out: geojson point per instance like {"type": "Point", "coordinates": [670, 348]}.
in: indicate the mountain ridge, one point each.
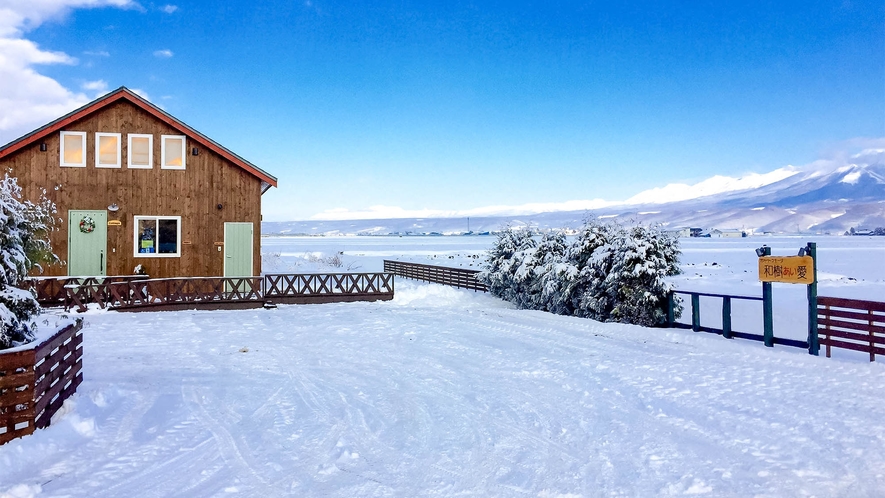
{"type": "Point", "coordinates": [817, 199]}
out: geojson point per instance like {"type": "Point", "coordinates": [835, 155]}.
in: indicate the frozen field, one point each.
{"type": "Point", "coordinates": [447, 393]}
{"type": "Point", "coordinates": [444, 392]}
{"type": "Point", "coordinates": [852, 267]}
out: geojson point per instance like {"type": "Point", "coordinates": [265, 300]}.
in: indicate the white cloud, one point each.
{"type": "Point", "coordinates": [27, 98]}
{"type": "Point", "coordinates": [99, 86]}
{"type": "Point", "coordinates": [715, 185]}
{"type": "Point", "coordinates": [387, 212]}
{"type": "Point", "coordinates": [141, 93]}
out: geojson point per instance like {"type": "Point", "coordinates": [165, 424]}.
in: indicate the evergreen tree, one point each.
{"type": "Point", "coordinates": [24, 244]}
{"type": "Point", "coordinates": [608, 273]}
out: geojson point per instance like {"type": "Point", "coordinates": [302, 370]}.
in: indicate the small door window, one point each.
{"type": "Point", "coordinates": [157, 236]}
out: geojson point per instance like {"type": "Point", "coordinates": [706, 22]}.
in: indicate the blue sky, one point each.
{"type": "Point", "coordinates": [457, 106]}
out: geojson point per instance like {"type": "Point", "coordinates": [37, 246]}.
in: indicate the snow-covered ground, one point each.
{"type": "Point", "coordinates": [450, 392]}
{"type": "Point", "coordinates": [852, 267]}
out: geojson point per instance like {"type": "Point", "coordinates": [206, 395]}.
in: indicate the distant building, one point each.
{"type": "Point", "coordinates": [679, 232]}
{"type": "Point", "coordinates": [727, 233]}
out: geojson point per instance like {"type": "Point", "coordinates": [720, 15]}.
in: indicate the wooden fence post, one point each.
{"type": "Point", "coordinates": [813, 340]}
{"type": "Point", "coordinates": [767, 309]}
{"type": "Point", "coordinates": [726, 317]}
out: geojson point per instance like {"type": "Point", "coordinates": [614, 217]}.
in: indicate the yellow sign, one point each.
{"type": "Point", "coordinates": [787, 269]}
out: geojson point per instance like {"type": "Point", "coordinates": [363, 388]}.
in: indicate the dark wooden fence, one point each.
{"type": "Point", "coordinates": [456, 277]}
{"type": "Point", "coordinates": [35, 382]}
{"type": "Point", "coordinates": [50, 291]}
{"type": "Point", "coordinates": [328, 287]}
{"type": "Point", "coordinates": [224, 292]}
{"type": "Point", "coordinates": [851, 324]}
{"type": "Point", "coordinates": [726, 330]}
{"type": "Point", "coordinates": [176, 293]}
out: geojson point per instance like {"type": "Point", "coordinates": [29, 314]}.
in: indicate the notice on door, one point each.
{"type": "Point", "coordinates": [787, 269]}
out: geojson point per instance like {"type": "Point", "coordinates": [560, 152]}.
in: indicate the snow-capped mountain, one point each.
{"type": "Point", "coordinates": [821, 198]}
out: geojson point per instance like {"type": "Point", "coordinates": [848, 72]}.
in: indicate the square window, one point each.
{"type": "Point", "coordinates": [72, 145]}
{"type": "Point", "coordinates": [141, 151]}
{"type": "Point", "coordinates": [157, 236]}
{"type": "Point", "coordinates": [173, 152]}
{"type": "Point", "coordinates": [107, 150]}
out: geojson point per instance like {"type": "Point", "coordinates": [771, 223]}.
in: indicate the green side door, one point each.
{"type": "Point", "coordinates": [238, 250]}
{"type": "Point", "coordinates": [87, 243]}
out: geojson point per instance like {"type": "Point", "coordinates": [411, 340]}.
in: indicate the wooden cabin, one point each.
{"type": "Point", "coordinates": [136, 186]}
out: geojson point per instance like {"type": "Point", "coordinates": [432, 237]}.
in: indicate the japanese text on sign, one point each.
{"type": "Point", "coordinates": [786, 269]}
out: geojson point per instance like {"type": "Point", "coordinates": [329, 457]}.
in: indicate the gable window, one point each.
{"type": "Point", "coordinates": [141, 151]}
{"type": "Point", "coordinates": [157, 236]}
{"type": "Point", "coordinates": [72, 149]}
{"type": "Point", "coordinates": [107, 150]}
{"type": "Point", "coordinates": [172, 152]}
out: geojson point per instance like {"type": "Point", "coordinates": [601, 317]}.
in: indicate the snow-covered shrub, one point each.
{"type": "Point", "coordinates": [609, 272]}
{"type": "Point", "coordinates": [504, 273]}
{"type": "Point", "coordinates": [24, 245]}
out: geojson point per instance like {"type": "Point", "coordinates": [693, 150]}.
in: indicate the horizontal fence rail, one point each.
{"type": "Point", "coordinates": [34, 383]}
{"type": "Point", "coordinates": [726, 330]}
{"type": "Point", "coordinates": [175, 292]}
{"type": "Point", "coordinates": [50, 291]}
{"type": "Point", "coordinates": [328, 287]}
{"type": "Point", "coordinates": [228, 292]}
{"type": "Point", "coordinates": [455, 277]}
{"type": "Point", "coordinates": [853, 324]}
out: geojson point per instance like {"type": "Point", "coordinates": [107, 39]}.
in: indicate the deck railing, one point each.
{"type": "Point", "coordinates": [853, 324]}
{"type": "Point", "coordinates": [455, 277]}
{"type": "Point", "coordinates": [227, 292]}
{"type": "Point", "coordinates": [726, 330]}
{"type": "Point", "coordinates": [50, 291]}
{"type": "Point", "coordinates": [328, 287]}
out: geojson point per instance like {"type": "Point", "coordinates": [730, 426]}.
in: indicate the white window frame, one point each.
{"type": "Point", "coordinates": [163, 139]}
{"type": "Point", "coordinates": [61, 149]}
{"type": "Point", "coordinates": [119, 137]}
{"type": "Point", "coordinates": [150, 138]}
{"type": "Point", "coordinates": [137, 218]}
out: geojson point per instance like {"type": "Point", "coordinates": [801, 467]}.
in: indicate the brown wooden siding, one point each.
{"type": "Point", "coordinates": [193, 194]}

Aim of the task: Every line above should be copied exactly; do not carry over the pictures.

Reply to the task:
out: geojson point per instance like {"type": "Point", "coordinates": [670, 348]}.
in: indicate the mountain ridge, one point each.
{"type": "Point", "coordinates": [817, 199]}
out: geojson point per instance like {"type": "Point", "coordinates": [835, 155]}.
in: indicate the frozen field, one point each.
{"type": "Point", "coordinates": [447, 393]}
{"type": "Point", "coordinates": [444, 392]}
{"type": "Point", "coordinates": [852, 267]}
out: geojson point per instance like {"type": "Point", "coordinates": [265, 300]}.
in: indicate the white cloud, one point each.
{"type": "Point", "coordinates": [27, 98]}
{"type": "Point", "coordinates": [99, 86]}
{"type": "Point", "coordinates": [715, 185]}
{"type": "Point", "coordinates": [387, 212]}
{"type": "Point", "coordinates": [141, 93]}
out: geojson point per instance like {"type": "Point", "coordinates": [165, 424]}.
in: indicate the evergreen tree, one point each.
{"type": "Point", "coordinates": [24, 244]}
{"type": "Point", "coordinates": [608, 273]}
out: geojson point per instance like {"type": "Point", "coordinates": [302, 370]}.
in: indicate the small door window, one point each.
{"type": "Point", "coordinates": [157, 236]}
out: geojson point per instance like {"type": "Point", "coordinates": [706, 22]}.
in: indicate the blue sky, one point each.
{"type": "Point", "coordinates": [457, 106]}
out: geojson point per instance like {"type": "Point", "coordinates": [37, 246]}.
in: indicate the snow-covered ground, one point each.
{"type": "Point", "coordinates": [450, 392]}
{"type": "Point", "coordinates": [852, 267]}
out: geojson point per instance like {"type": "Point", "coordinates": [206, 395]}.
in: indicate the distant building, one point each.
{"type": "Point", "coordinates": [679, 232]}
{"type": "Point", "coordinates": [727, 233]}
out: geojson point per instance like {"type": "Point", "coordinates": [720, 15]}.
in: indicate the wooden fence post, one point each.
{"type": "Point", "coordinates": [813, 340]}
{"type": "Point", "coordinates": [767, 309]}
{"type": "Point", "coordinates": [726, 317]}
out: geojson point per instance like {"type": "Point", "coordinates": [614, 217]}.
in: indicate the yellow sign, one point each.
{"type": "Point", "coordinates": [787, 269]}
out: geojson point per instance like {"type": "Point", "coordinates": [363, 388]}.
in: indicate the dark wooden fence, one point each.
{"type": "Point", "coordinates": [456, 277]}
{"type": "Point", "coordinates": [35, 382]}
{"type": "Point", "coordinates": [50, 291]}
{"type": "Point", "coordinates": [328, 287]}
{"type": "Point", "coordinates": [224, 292]}
{"type": "Point", "coordinates": [851, 324]}
{"type": "Point", "coordinates": [726, 330]}
{"type": "Point", "coordinates": [176, 293]}
out: geojson point per instance like {"type": "Point", "coordinates": [29, 314]}.
in: indicate the notice on door, one point each.
{"type": "Point", "coordinates": [787, 269]}
out: geojson point per instance like {"type": "Point", "coordinates": [560, 152]}.
in: indicate the snow-capped mountain, one point each.
{"type": "Point", "coordinates": [821, 198]}
out: geojson point per instance like {"type": "Point", "coordinates": [848, 72]}.
in: indicate the square window, one point each.
{"type": "Point", "coordinates": [72, 145]}
{"type": "Point", "coordinates": [141, 151]}
{"type": "Point", "coordinates": [157, 236]}
{"type": "Point", "coordinates": [173, 152]}
{"type": "Point", "coordinates": [107, 150]}
out: geojson point per instance like {"type": "Point", "coordinates": [771, 223]}.
in: indicate the green side door, one point each.
{"type": "Point", "coordinates": [238, 250]}
{"type": "Point", "coordinates": [87, 243]}
out: geojson point per instance like {"type": "Point", "coordinates": [411, 340]}.
in: indicate the wooden cabin, one point each.
{"type": "Point", "coordinates": [136, 186]}
out: geojson point per instance like {"type": "Point", "coordinates": [432, 237]}.
in: indicate the japanese text on sign, one point each.
{"type": "Point", "coordinates": [786, 269]}
out: geojson point per instance like {"type": "Point", "coordinates": [329, 457]}.
in: indicate the gable window, one point each.
{"type": "Point", "coordinates": [141, 151]}
{"type": "Point", "coordinates": [157, 236]}
{"type": "Point", "coordinates": [72, 149]}
{"type": "Point", "coordinates": [107, 150]}
{"type": "Point", "coordinates": [172, 152]}
out: geojson point per instance like {"type": "Point", "coordinates": [601, 317]}.
in: indicate the snow-covered shrub, one point each.
{"type": "Point", "coordinates": [609, 272]}
{"type": "Point", "coordinates": [504, 273]}
{"type": "Point", "coordinates": [24, 245]}
out: geojson point per instance like {"type": "Point", "coordinates": [693, 150]}.
in: indicate the horizontal fence rail, one point each.
{"type": "Point", "coordinates": [34, 383]}
{"type": "Point", "coordinates": [726, 330]}
{"type": "Point", "coordinates": [175, 292]}
{"type": "Point", "coordinates": [50, 291]}
{"type": "Point", "coordinates": [328, 287]}
{"type": "Point", "coordinates": [228, 292]}
{"type": "Point", "coordinates": [455, 277]}
{"type": "Point", "coordinates": [853, 324]}
out: geojson point per instance like {"type": "Point", "coordinates": [107, 39]}.
in: indicate the deck railing, one point each.
{"type": "Point", "coordinates": [853, 324]}
{"type": "Point", "coordinates": [455, 277]}
{"type": "Point", "coordinates": [227, 292]}
{"type": "Point", "coordinates": [726, 330]}
{"type": "Point", "coordinates": [50, 291]}
{"type": "Point", "coordinates": [328, 287]}
out: geojson point per instance like {"type": "Point", "coordinates": [730, 426]}.
in: indicate the white window frame, one point each.
{"type": "Point", "coordinates": [163, 139]}
{"type": "Point", "coordinates": [61, 149]}
{"type": "Point", "coordinates": [119, 137]}
{"type": "Point", "coordinates": [150, 138]}
{"type": "Point", "coordinates": [137, 218]}
out: geojson point per instance like {"type": "Point", "coordinates": [801, 467]}.
in: indicate the brown wooden siding, one point each.
{"type": "Point", "coordinates": [193, 194]}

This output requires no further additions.